◆ EXCERPTED TEXT ◆
Photo credit: Nation Media Group

Billions of shillings collected from foreigners travelling to Kenya by President William Ruto’s administration was banked in Swiss accounts in a questionable deal reminiscent of the previous government’s diversion of Eurobond proceeds to offshore accounts to bypass the Consolidated Fund.

Sh6.5 billion in e-visa revenues was channelled to the Swiss account instead of the Consolidated Fund, which is the national government's main bank account run by the National Treasury, and from where there are stricter controls for withdrawals, including mandatory approval by the Controller of Budget.

Former Attorney-General Justin Muturi also recently claimed Dr Ruto had pressured him to sanction the diversion of $1 billion (Sh130 billion) environment grant from “Russian oligarchs” directly to the ministry’s accounts, but he refused and instead insisted that the cash be channelled through the Treasury.

◆ EXERCISES TO COMPLETE ◆
1. List every sum of money that the report on e-visa revenues gives as a figure.
2. Carry the report on e-visa revenues forward from its final sentence.
The records that come next are separate from the report on e-visa revenues.

◆ EXTRACTED MATERIAL ◆
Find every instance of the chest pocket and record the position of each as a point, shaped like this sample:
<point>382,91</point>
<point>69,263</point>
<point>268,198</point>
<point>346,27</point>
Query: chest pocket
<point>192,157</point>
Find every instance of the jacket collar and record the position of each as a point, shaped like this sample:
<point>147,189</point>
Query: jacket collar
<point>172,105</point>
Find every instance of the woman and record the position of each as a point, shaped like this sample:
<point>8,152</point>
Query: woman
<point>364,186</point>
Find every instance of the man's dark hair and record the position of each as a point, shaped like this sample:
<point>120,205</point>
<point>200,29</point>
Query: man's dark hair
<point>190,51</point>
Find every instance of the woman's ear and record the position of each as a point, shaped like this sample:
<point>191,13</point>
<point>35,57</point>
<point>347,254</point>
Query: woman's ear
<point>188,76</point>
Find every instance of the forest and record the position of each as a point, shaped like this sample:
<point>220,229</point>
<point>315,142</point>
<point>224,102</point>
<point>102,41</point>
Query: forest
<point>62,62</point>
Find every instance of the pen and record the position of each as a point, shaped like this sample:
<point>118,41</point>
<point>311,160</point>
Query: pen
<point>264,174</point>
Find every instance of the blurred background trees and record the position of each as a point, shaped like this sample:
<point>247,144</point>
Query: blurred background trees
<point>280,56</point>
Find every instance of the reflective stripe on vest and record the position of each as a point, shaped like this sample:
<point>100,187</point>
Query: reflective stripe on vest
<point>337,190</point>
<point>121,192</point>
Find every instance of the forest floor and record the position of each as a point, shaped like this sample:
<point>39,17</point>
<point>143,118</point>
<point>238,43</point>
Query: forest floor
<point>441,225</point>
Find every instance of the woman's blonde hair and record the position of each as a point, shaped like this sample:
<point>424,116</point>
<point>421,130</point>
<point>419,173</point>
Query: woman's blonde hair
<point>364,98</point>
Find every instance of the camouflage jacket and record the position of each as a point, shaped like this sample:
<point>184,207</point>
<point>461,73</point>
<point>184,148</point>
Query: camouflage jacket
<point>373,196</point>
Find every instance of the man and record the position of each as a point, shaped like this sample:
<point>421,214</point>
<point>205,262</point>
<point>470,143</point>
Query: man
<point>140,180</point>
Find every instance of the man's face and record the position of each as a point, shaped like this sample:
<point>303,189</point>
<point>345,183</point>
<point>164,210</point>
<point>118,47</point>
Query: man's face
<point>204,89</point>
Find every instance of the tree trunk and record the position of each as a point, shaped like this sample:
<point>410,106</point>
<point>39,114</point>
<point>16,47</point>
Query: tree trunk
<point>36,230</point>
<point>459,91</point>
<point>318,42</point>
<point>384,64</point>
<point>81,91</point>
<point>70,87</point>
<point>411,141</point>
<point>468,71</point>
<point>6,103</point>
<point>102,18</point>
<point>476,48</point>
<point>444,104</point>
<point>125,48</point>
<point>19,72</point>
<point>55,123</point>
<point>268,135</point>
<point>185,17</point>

◆ RESULTS ◆
1.
Sh6.5 billion
$1 billion
Sh130 billion

2.
Justin Muturi: President William Ruto is unfit for Head of State job

Questions have been raised about the motive of wanting to bypass the Consolidated Fund for suspect arrangements like in 2014 when President Uhuru Kenyatta’s government funnelled $2.75 billion (Sh356 billion at the current exchange rate) Eurobond loan to offshore accounts, with the then Auditor General, Edward Ouko, expressing concerns that spending of the cash could not be traced to development projects.

Swiss firm

In the deal for electronic travel authorisation service (eTA) revenues, the government contracted a Swiss firm, Travizory Border Security SA, to collect billions of shillings from persons travelling to Kenya by offering security screening services. The company was paid Sh1.5 billion of the Sh6.5 billion revenues it collected between August 2024 and February 2025, and the money was received at a Swiss account as opposed to the Consolidated Fund, disclosures to Parliament showed.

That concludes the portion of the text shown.